● **Object point labels**
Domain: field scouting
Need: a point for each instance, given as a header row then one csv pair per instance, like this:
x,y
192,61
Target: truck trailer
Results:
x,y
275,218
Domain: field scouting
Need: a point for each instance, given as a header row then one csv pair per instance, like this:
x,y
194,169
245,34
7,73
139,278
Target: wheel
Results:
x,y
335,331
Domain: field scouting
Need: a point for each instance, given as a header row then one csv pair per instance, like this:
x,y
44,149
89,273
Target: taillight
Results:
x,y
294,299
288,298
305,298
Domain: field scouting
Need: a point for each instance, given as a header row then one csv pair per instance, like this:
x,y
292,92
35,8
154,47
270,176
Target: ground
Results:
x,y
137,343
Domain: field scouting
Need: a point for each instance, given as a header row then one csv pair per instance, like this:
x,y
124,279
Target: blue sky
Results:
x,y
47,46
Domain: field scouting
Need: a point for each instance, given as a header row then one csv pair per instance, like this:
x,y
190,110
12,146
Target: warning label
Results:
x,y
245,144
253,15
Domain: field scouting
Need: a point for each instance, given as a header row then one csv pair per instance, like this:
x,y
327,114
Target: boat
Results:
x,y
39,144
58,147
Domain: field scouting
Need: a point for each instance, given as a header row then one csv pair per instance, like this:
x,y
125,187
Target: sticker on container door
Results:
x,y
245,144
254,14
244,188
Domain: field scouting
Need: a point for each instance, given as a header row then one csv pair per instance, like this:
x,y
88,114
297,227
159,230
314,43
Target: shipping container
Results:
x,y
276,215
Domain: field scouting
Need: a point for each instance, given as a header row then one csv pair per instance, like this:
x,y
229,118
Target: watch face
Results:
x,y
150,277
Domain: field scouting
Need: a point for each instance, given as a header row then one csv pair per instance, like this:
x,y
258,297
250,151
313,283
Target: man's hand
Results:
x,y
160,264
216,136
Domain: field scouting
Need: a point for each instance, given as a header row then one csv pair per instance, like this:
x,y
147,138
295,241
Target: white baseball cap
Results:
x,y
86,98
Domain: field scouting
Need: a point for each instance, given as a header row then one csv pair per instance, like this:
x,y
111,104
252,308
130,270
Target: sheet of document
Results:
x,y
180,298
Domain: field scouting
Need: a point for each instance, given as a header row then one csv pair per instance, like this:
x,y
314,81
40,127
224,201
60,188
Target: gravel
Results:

● **REQUIRED WORK**
Transcribe every entry exactly, omitting nothing.

● **THE RESPONSE**
Domain: field scouting
Need: a point for each instance, given as a header row then one csv pair per instance, like this:
x,y
192,61
Target: truck trailer
Results:
x,y
275,218
Domain: field scouting
Need: a point for each instance, given as a header row then one csv pair per instance, like this:
x,y
194,169
245,34
7,73
139,278
Target: wheel
Results:
x,y
335,331
Domain: field scouting
Need: a point for each instance, given as a header row then one csv pair per instance, like this:
x,y
44,149
89,273
Target: taillight
Results:
x,y
294,299
288,298
305,298
Domain: field scouting
Need: a point for each instance, given as a header row then one csv pair per instance, like this:
x,y
292,92
35,8
154,47
270,176
Target: ground
Results:
x,y
137,343
Domain: field scouting
Need: a point for each instance, given as a header row then one csv pair per instance, like this:
x,y
124,279
Target: blue sky
Results:
x,y
47,46
Domain: field scouting
Need: a point for each instance, given as a header row then one csv pair per instance, like this:
x,y
190,110
12,146
Target: warning label
Results:
x,y
245,144
253,15
Domain: field scouting
Need: a point for each instance, given as a header row then one csv pair per instance, like this:
x,y
327,114
Target: boat
Results:
x,y
39,144
58,147
Domain: field scouting
Need: a point for each instance, given as a header row then one csv pair per instance, like this:
x,y
125,187
Target: sticker on container door
Results:
x,y
245,144
254,14
244,188
Domain: field scouting
Need: a point for each instance, given as a header row then one csv pair per instance, like this:
x,y
88,114
297,227
159,230
314,43
Target: shipping container
Results:
x,y
276,215
Domain: field scouting
Need: a point for each instance, given as a header row then one csv pair per instance, like this:
x,y
229,118
Target: watch face
Results:
x,y
150,277
Domain: field scouting
Need: a point for each instance, given as a header row then one csv pair per instance, like this:
x,y
258,297
250,151
313,283
Target: man's hand
Results:
x,y
160,264
216,136
Domain: field scouting
Need: a point for each instance, given as a header row then one csv pair per instance, like this:
x,y
147,138
295,241
Target: white baseball cap
Results:
x,y
86,98
Domain: field scouting
Need: a point for each instance, given as a header row then one csv pair per instance, like this:
x,y
111,104
252,308
130,270
Target: sheet of document
Results:
x,y
180,298
Domain: field scouting
Need: a point for each instance, given as a header row then one csv pair per instance, like this:
x,y
314,81
40,127
224,201
60,188
Target: gravel
Results:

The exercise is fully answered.